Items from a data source
────────────────────

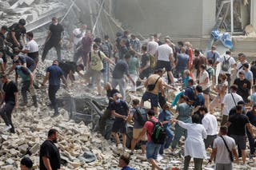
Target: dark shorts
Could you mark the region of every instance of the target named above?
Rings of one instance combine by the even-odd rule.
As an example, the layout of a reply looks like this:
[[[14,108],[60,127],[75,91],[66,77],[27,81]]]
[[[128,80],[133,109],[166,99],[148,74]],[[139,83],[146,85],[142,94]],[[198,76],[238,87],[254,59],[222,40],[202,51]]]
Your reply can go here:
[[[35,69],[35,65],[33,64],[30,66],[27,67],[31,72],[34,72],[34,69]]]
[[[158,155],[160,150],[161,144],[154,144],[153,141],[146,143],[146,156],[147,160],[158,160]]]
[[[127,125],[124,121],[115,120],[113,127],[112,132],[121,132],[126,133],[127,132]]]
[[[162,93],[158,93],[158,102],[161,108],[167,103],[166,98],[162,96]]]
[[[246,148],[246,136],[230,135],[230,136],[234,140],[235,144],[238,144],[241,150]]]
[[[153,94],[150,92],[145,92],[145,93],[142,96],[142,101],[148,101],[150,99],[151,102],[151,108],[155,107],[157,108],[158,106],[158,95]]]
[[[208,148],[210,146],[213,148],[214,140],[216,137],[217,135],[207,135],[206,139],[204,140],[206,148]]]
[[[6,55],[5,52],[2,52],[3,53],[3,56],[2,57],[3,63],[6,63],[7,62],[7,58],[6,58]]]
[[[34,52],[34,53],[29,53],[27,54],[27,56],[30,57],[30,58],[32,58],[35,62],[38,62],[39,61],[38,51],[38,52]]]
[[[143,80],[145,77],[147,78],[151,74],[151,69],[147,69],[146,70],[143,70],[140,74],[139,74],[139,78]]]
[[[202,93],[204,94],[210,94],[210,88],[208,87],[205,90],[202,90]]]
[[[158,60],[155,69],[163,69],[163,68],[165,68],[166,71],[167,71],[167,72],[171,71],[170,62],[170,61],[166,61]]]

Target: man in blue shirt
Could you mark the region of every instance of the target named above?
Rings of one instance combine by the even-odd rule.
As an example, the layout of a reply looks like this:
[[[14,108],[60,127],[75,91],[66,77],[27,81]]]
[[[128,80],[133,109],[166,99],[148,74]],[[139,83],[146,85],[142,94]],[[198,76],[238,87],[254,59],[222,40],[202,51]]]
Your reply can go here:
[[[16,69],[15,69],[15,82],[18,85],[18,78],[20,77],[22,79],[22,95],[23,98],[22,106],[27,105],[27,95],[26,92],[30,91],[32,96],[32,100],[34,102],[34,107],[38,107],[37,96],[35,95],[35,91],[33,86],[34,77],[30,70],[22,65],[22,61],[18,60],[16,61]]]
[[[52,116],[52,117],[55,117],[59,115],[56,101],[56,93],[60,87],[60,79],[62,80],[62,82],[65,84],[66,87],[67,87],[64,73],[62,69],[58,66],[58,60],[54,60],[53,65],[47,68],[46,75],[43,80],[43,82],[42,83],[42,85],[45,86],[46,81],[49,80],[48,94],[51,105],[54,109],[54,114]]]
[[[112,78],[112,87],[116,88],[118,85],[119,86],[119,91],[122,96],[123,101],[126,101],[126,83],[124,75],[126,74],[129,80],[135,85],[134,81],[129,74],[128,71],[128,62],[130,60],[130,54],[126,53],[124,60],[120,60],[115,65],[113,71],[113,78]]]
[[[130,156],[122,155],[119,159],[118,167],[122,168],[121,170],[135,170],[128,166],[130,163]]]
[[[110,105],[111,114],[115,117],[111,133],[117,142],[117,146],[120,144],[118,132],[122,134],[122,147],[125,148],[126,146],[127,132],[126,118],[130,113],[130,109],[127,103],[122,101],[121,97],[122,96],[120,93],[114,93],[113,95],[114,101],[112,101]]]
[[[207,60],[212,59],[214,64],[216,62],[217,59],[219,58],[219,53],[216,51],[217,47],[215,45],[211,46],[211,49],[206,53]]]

────────────────────

Recast the lines above as a JSON list of strings, one string per line, leaving out blank lines and the pictures.

• Output of the exercise:
[
  "Target: dark shorts",
  "Could you mark the region of every instance of the target named above?",
  "Rings of one instance combine by the even-odd rule.",
  "As an example, the layout of a reply looks like this:",
  "[[[14,108],[60,127],[75,91],[66,77],[27,81]]]",
  "[[[128,80],[133,109],[166,99],[148,74]],[[139,83],[146,85],[142,94]],[[198,76],[238,87],[254,59],[222,40],[202,51]]]",
  "Your reply can go here:",
  "[[[35,69],[35,65],[33,64],[30,66],[27,67],[31,72],[34,72],[34,69]]]",
  "[[[158,155],[160,150],[161,144],[154,144],[153,141],[146,143],[146,156],[147,160],[158,160]]]",
  "[[[127,125],[124,121],[115,120],[113,127],[112,132],[121,132],[126,133],[127,132]]]",
  "[[[162,93],[158,93],[158,102],[161,108],[167,103],[166,98],[162,96]]]",
  "[[[246,148],[246,136],[230,135],[230,136],[234,140],[235,144],[238,144],[241,150]]]",
  "[[[153,94],[150,92],[145,92],[145,93],[142,96],[142,101],[148,101],[150,99],[151,102],[151,108],[155,107],[157,108],[158,106],[158,95]]]",
  "[[[208,148],[210,146],[213,148],[214,140],[216,137],[217,135],[207,135],[206,139],[204,140],[206,148]]]",
  "[[[6,55],[5,52],[2,52],[3,53],[3,56],[2,57],[3,63],[6,63],[7,62],[7,58],[6,58]]]",
  "[[[34,52],[34,53],[29,53],[27,54],[27,56],[30,57],[30,58],[32,58],[35,62],[38,62],[39,61],[38,51],[38,52]]]",
  "[[[143,80],[145,77],[147,78],[151,74],[151,69],[147,69],[146,70],[143,70],[140,74],[139,74],[139,78]]]",
  "[[[202,93],[204,94],[210,94],[210,88],[208,87],[205,90],[202,90]]]",
  "[[[158,60],[155,69],[163,69],[163,68],[165,68],[166,71],[167,71],[167,72],[171,71],[170,62],[170,61],[166,61]]]",
  "Target: man in blue shirt",
  "Could you mark the region of every instance of the target named above?",
  "Rings of one instance combine by the even-odd rule.",
  "As an example, the layout of a reply looks like this:",
  "[[[14,108],[60,127],[75,91],[66,77],[27,81]]]",
  "[[[128,80],[133,109],[166,99],[148,74]],[[139,83],[146,85],[142,94]],[[198,76],[238,87],[254,59],[222,40],[202,51]]]",
  "Your reply can go here:",
  "[[[16,69],[15,69],[15,82],[18,85],[18,78],[20,77],[22,79],[22,95],[23,98],[22,106],[27,105],[27,95],[26,92],[30,91],[32,96],[32,100],[34,102],[34,107],[38,107],[37,96],[35,95],[35,91],[33,86],[34,77],[30,70],[22,65],[22,61],[18,60],[16,61]]]",
  "[[[52,116],[52,117],[55,117],[59,115],[56,101],[56,93],[60,87],[60,79],[62,80],[62,82],[65,84],[66,87],[67,87],[64,73],[62,69],[58,66],[58,60],[54,60],[53,65],[47,68],[46,75],[43,80],[43,82],[42,83],[42,85],[45,86],[46,81],[49,80],[48,94],[51,105],[54,109],[54,114]]]",
  "[[[112,78],[112,87],[116,88],[118,85],[119,86],[119,91],[122,96],[123,101],[126,101],[126,83],[124,75],[126,74],[129,80],[135,85],[134,81],[129,74],[128,71],[128,62],[130,60],[130,54],[126,53],[124,60],[120,60],[115,65],[113,71],[113,78]]]",
  "[[[130,156],[122,155],[119,159],[118,167],[122,168],[121,170],[135,170],[128,166],[130,163]]]",
  "[[[110,105],[111,114],[115,117],[111,133],[117,142],[117,146],[120,144],[118,132],[122,134],[122,147],[125,148],[126,146],[127,132],[126,118],[130,113],[130,109],[127,103],[122,101],[121,97],[122,96],[120,93],[114,93],[113,95],[114,101],[112,101]]]",
  "[[[207,60],[212,59],[214,64],[216,62],[217,59],[219,58],[219,53],[216,51],[217,47],[215,45],[211,46],[211,49],[206,53]]]"
]